Missing messages on Kafka's compacted topic

I have a topic that is compacted:
/opt/kafka/bin/kafka-topics.sh --zookeeper localhost --describe --topic myTopic
Topic:myTopic PartitionCount:1 ReplicationFactor:1 Configs:cleanup.policy=compact
There are no messages on it:
/opt/kafka/bin/kafka-console-consumer.sh --bootstrap-server localhost:9092 --topic myTopic --from-beginning --property print-key=true
^CProcessed a total of 0 messages
Both the earliest and latest offset on the only partition that's there is 12, though.
/opt/kafka/bin/kafka-run-class.sh kafka.tools.GetOffsetShell --broker-list localhost:9092 --topic myTopic --time -2
myTopic:0:12
/opt/kafka/bin/kafka-run-class.sh kafka.tools.GetOffsetShell --broker-list localhost:9092 --topic myTopic --time -1
myTopic:0:12
I wonder what could have happened with these 12 messages? The number is correct, I was expecting them to be there, but for some reason they're gone.
As far as I understand, even if these 12 messages had the same key, I should have seen at least one - that's how the compaction works.
The topic in question was created as compacted. The only weird thing that might have happened during that time is that the Kafka instance lost its Zookeeper data completely. Is it possible that it also caused the data loss?
To rephrase the last question: can something bad happen with the physical data on Kafka if I remove all the Kafka-related ZNodes on Zookeeper?
In addition, here are some logs from Kafka startup.
[2019-04-30 12:02:16,510] WARN [Log partition=myTopic-0, dir=/var/lib/kafka] Found a corrupted index file corresponding to log file /var/lib/kafka/myTopic-0/00000000000000000000.log due to Corrupt index found, index file (/var/lib/kafka/myTopic-0/00000000000000000000.index) has non-zero size but the last offset is 0 which is no greater than the base offset 0.}, recovering segment and rebuilding index files... (kafka.log.Log)
[2019-04-30 12:02:16,524] INFO [Log partition=myTopic-0, dir=/var/lib/kafka] Completed load of log with 1 segments, log start offset 0 and log end offset 12 in 16 ms (kafka.log.Log)

(Region annotation entries)
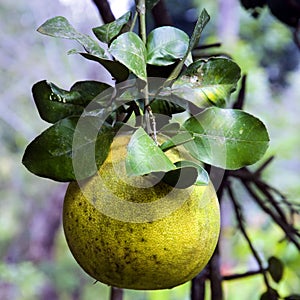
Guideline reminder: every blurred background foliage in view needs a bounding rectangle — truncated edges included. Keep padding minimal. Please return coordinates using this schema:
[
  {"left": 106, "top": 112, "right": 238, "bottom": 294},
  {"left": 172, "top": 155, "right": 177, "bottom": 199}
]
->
[{"left": 0, "top": 0, "right": 300, "bottom": 300}]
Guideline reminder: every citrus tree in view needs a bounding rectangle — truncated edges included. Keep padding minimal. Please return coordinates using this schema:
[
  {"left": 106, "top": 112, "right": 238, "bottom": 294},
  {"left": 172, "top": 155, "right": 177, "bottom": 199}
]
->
[{"left": 23, "top": 0, "right": 299, "bottom": 299}]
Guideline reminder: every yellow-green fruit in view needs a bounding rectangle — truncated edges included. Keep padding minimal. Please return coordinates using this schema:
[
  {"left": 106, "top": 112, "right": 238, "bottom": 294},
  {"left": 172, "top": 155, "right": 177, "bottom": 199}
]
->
[{"left": 63, "top": 136, "right": 220, "bottom": 290}]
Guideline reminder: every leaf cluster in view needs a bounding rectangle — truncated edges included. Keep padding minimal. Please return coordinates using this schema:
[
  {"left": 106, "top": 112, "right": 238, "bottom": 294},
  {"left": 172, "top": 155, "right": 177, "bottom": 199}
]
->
[{"left": 23, "top": 7, "right": 269, "bottom": 188}]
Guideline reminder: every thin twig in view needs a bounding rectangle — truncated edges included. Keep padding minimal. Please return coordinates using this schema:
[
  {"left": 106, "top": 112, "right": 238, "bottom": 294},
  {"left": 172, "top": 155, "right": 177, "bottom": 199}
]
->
[
  {"left": 222, "top": 269, "right": 267, "bottom": 280},
  {"left": 209, "top": 243, "right": 223, "bottom": 300},
  {"left": 191, "top": 267, "right": 208, "bottom": 300},
  {"left": 227, "top": 182, "right": 271, "bottom": 290},
  {"left": 110, "top": 286, "right": 123, "bottom": 300},
  {"left": 242, "top": 181, "right": 300, "bottom": 250},
  {"left": 232, "top": 75, "right": 247, "bottom": 109},
  {"left": 152, "top": 0, "right": 174, "bottom": 27},
  {"left": 93, "top": 0, "right": 115, "bottom": 24}
]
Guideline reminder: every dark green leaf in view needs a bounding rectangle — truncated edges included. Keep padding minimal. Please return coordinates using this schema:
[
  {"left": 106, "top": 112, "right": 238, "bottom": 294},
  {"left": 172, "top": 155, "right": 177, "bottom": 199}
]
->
[
  {"left": 260, "top": 288, "right": 279, "bottom": 300},
  {"left": 32, "top": 80, "right": 109, "bottom": 123},
  {"left": 284, "top": 294, "right": 300, "bottom": 300},
  {"left": 160, "top": 131, "right": 194, "bottom": 151},
  {"left": 165, "top": 9, "right": 210, "bottom": 86},
  {"left": 32, "top": 80, "right": 83, "bottom": 123},
  {"left": 183, "top": 107, "right": 269, "bottom": 169},
  {"left": 150, "top": 99, "right": 185, "bottom": 117},
  {"left": 125, "top": 127, "right": 176, "bottom": 176},
  {"left": 109, "top": 32, "right": 147, "bottom": 81},
  {"left": 38, "top": 16, "right": 107, "bottom": 58},
  {"left": 77, "top": 52, "right": 129, "bottom": 83},
  {"left": 268, "top": 256, "right": 284, "bottom": 283},
  {"left": 22, "top": 117, "right": 115, "bottom": 181},
  {"left": 162, "top": 161, "right": 198, "bottom": 189},
  {"left": 146, "top": 26, "right": 189, "bottom": 66},
  {"left": 93, "top": 12, "right": 131, "bottom": 44},
  {"left": 154, "top": 160, "right": 209, "bottom": 189},
  {"left": 70, "top": 80, "right": 111, "bottom": 103},
  {"left": 172, "top": 58, "right": 241, "bottom": 107}
]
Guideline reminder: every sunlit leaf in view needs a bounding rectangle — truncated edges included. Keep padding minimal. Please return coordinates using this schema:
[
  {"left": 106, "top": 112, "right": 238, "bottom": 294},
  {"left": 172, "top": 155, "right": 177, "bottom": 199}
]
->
[
  {"left": 260, "top": 288, "right": 279, "bottom": 300},
  {"left": 38, "top": 16, "right": 107, "bottom": 58},
  {"left": 162, "top": 161, "right": 198, "bottom": 189},
  {"left": 146, "top": 26, "right": 189, "bottom": 66},
  {"left": 125, "top": 127, "right": 176, "bottom": 176},
  {"left": 183, "top": 107, "right": 269, "bottom": 169},
  {"left": 172, "top": 58, "right": 241, "bottom": 107},
  {"left": 93, "top": 12, "right": 131, "bottom": 44},
  {"left": 32, "top": 80, "right": 109, "bottom": 123},
  {"left": 160, "top": 131, "right": 194, "bottom": 151},
  {"left": 109, "top": 32, "right": 147, "bottom": 81}
]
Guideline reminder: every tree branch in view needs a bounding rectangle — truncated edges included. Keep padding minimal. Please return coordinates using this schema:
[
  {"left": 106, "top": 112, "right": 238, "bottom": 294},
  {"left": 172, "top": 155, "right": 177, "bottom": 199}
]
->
[
  {"left": 227, "top": 182, "right": 271, "bottom": 290},
  {"left": 209, "top": 243, "right": 223, "bottom": 300},
  {"left": 93, "top": 0, "right": 116, "bottom": 24},
  {"left": 152, "top": 0, "right": 174, "bottom": 27},
  {"left": 191, "top": 266, "right": 208, "bottom": 300},
  {"left": 222, "top": 269, "right": 267, "bottom": 280}
]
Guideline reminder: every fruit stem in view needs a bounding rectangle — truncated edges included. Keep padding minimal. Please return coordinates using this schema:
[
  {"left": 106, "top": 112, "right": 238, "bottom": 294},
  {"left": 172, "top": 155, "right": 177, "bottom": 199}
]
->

» Requirement:
Using the post about the compacted Kafka topic, answer the following:
(a) What cleanup policy does the topic's configuration list?
(b) What value do both the earliest and latest offset have on the partition?
(c) How many segments did the log load with at Kafka startup?

» Correct output:
(a) compact
(b) 12
(c) 1